**TASK DATA**
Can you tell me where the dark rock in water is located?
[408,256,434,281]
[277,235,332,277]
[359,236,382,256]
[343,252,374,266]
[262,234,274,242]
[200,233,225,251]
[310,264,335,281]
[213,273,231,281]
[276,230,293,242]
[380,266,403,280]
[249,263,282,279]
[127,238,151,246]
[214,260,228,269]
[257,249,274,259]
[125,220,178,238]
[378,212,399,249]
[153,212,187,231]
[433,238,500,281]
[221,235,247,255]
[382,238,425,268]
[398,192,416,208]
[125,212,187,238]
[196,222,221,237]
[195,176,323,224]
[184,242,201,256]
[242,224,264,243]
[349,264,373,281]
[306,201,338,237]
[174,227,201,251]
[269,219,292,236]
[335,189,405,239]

**TASK PROMPT**
Copy out the lines from the very first one through the line holding "[127,238,151,246]", both included, without changing anything.

**WRITTEN REPLY**
Can you tell me where the dark rock in water is located?
[408,256,434,281]
[277,235,332,277]
[359,236,382,256]
[343,252,374,266]
[262,234,274,242]
[200,233,225,251]
[310,264,335,281]
[213,273,231,281]
[276,230,293,242]
[380,266,403,280]
[249,263,282,279]
[127,238,151,246]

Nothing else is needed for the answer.